▸ Listed entries:
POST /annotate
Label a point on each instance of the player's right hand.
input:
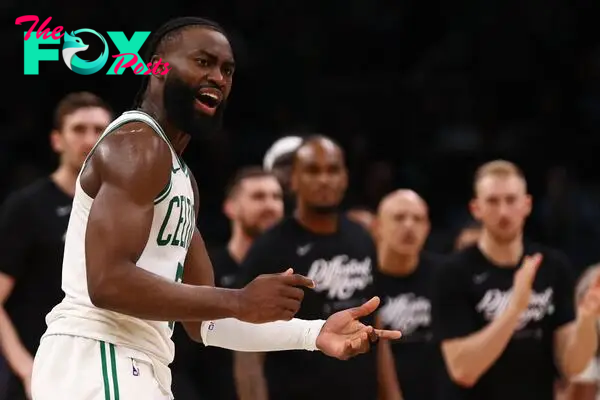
(523, 282)
(272, 297)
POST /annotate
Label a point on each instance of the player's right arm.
(389, 387)
(126, 172)
(469, 355)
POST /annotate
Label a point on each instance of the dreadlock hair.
(167, 33)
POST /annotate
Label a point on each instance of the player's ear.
(56, 141)
(162, 67)
(528, 205)
(475, 209)
(376, 229)
(229, 208)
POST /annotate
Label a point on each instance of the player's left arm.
(575, 335)
(197, 269)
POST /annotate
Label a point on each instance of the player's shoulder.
(282, 231)
(218, 254)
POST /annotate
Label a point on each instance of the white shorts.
(76, 368)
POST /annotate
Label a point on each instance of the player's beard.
(179, 99)
(324, 209)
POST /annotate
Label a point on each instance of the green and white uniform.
(91, 353)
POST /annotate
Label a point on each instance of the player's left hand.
(589, 306)
(343, 336)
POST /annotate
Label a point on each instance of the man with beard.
(30, 270)
(253, 203)
(339, 255)
(503, 309)
(132, 233)
(412, 365)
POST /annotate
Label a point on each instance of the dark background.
(418, 92)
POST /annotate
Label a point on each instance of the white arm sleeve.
(233, 334)
(589, 375)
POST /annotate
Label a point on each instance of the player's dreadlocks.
(164, 34)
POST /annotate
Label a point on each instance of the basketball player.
(503, 309)
(253, 203)
(30, 269)
(339, 255)
(132, 234)
(412, 365)
(468, 236)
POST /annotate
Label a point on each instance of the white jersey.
(164, 254)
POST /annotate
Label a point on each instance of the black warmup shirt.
(33, 224)
(343, 266)
(470, 290)
(206, 372)
(406, 306)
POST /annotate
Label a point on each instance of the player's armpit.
(124, 176)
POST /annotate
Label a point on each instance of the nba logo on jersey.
(134, 369)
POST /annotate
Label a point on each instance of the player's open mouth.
(208, 99)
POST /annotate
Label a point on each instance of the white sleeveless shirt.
(164, 254)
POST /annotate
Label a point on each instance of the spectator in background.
(279, 157)
(253, 203)
(501, 321)
(412, 365)
(33, 222)
(585, 385)
(468, 236)
(340, 256)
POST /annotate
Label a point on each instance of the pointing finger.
(389, 335)
(365, 309)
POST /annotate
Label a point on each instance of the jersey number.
(178, 279)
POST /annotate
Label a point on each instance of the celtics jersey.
(172, 228)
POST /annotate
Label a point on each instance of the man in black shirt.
(253, 203)
(339, 255)
(503, 309)
(411, 365)
(33, 222)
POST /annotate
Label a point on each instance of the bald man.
(413, 364)
(339, 255)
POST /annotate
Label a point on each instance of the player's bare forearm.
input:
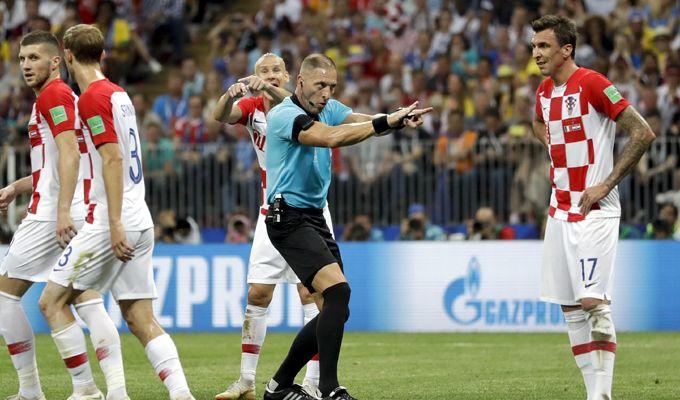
(23, 185)
(539, 132)
(358, 117)
(641, 136)
(69, 161)
(277, 93)
(322, 135)
(225, 111)
(112, 169)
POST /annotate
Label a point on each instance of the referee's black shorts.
(304, 240)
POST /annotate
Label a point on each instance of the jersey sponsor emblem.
(571, 103)
(58, 114)
(96, 125)
(613, 94)
(572, 127)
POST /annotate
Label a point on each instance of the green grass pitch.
(398, 366)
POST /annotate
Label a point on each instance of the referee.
(301, 131)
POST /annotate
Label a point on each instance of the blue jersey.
(302, 174)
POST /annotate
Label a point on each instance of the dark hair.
(40, 37)
(563, 27)
(317, 60)
(86, 42)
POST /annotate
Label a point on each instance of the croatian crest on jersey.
(571, 103)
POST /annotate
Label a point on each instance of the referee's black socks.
(329, 331)
(323, 334)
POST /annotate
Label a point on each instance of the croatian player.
(60, 188)
(266, 266)
(577, 113)
(114, 248)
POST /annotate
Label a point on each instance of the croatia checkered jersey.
(55, 112)
(253, 117)
(108, 116)
(580, 124)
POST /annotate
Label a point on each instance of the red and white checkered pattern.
(580, 122)
(254, 118)
(56, 100)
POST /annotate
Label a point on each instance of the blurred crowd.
(472, 164)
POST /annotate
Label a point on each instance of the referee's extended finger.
(422, 111)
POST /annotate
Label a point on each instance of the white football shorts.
(34, 250)
(266, 265)
(89, 263)
(578, 260)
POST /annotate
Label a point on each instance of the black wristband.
(380, 124)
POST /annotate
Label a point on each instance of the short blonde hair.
(86, 42)
(267, 55)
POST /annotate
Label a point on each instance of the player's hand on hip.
(66, 230)
(408, 116)
(254, 83)
(119, 244)
(7, 195)
(237, 90)
(591, 196)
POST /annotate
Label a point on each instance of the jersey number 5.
(134, 153)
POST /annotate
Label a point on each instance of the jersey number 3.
(134, 153)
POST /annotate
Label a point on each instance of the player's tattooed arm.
(641, 136)
(539, 131)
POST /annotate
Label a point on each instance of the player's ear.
(56, 61)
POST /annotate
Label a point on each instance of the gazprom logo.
(464, 307)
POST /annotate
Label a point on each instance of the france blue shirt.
(302, 174)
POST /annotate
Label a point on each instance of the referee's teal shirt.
(302, 174)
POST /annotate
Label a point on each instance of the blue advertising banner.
(414, 287)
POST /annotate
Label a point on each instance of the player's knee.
(305, 296)
(338, 296)
(260, 296)
(589, 303)
(47, 304)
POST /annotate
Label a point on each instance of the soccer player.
(266, 267)
(300, 132)
(114, 247)
(60, 189)
(577, 113)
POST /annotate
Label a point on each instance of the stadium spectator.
(158, 153)
(418, 227)
(239, 228)
(145, 116)
(361, 230)
(187, 231)
(191, 129)
(194, 80)
(171, 105)
(485, 227)
(127, 56)
(162, 24)
(666, 225)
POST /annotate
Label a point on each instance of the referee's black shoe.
(339, 393)
(294, 392)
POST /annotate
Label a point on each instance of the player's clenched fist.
(237, 90)
(7, 196)
(255, 83)
(119, 244)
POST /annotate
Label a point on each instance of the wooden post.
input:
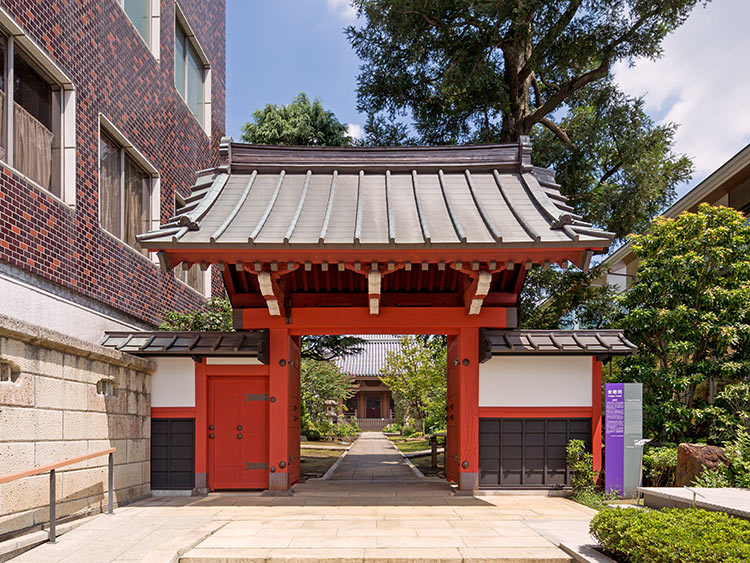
(278, 418)
(468, 405)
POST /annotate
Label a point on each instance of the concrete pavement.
(366, 518)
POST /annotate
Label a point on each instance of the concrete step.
(378, 555)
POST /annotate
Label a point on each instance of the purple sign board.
(623, 427)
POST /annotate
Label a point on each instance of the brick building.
(107, 109)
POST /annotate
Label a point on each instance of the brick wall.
(115, 74)
(52, 410)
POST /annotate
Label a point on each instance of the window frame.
(154, 29)
(205, 115)
(64, 117)
(126, 148)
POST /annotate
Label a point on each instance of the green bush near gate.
(672, 535)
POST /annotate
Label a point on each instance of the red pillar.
(596, 414)
(201, 425)
(278, 417)
(468, 405)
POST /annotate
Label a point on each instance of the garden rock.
(693, 459)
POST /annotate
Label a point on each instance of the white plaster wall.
(173, 384)
(535, 381)
(37, 306)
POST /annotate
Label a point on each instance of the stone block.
(18, 393)
(86, 425)
(25, 494)
(16, 457)
(693, 459)
(77, 368)
(53, 452)
(48, 392)
(29, 424)
(84, 483)
(17, 521)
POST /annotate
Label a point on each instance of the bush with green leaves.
(672, 535)
(583, 477)
(660, 466)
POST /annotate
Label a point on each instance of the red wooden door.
(238, 422)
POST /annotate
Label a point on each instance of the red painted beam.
(392, 320)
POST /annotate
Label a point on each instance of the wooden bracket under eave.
(272, 293)
(476, 291)
(374, 282)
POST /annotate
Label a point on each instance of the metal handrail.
(53, 481)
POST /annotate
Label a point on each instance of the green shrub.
(312, 434)
(660, 466)
(672, 535)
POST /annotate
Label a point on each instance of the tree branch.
(557, 130)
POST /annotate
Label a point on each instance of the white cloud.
(700, 83)
(355, 131)
(343, 9)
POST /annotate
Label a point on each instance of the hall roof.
(493, 342)
(273, 197)
(371, 359)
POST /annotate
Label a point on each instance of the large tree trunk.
(515, 57)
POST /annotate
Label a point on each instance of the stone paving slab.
(342, 521)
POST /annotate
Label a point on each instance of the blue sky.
(277, 48)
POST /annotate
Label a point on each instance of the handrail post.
(52, 499)
(111, 492)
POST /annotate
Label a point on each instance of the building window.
(144, 14)
(35, 107)
(191, 71)
(194, 277)
(125, 192)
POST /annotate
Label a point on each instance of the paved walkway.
(373, 457)
(356, 520)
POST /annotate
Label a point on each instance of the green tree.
(321, 381)
(689, 313)
(214, 315)
(302, 122)
(416, 375)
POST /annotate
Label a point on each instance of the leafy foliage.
(660, 466)
(322, 381)
(215, 315)
(689, 312)
(302, 122)
(416, 377)
(672, 535)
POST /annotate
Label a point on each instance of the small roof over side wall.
(553, 342)
(270, 197)
(187, 344)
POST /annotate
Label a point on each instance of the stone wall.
(62, 398)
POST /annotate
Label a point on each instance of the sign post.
(623, 419)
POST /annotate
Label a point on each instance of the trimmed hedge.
(672, 535)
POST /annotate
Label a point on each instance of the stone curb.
(25, 542)
(173, 550)
(331, 469)
(32, 334)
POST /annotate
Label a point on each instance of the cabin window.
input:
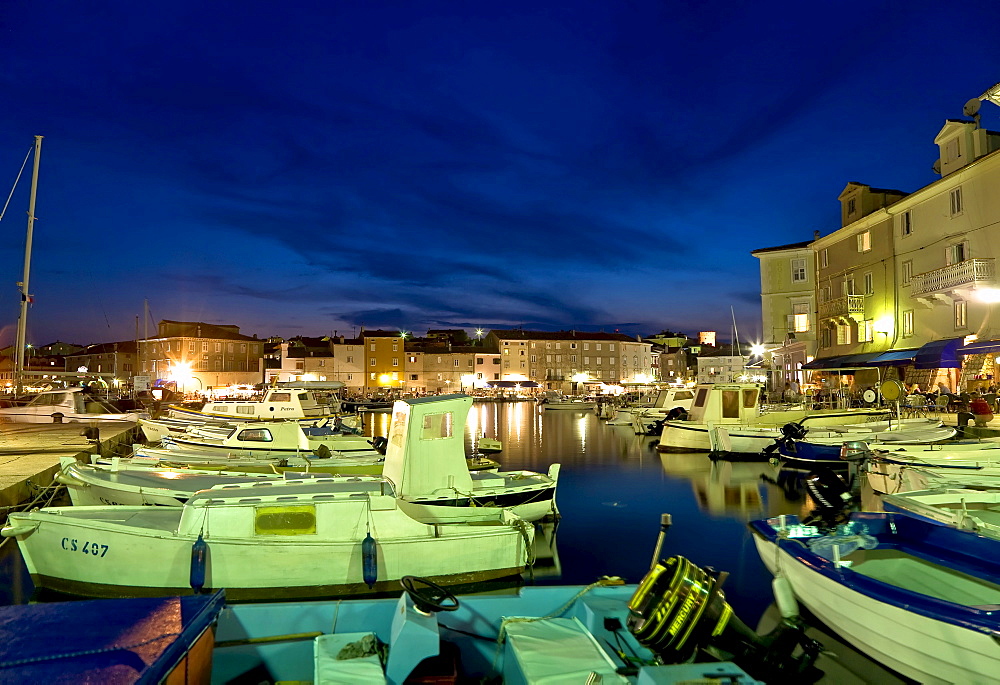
(730, 404)
(437, 426)
(290, 520)
(255, 435)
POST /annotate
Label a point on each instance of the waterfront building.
(196, 356)
(907, 287)
(571, 362)
(114, 362)
(788, 309)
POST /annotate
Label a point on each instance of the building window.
(907, 323)
(843, 334)
(956, 253)
(952, 150)
(866, 330)
(798, 271)
(800, 317)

▸ Problem details: Gather each line of the data that contains the word "spectator".

▸ Written solution:
Label a point on each instance of the spectator in background.
Label a point on each instance of the stadium spectator.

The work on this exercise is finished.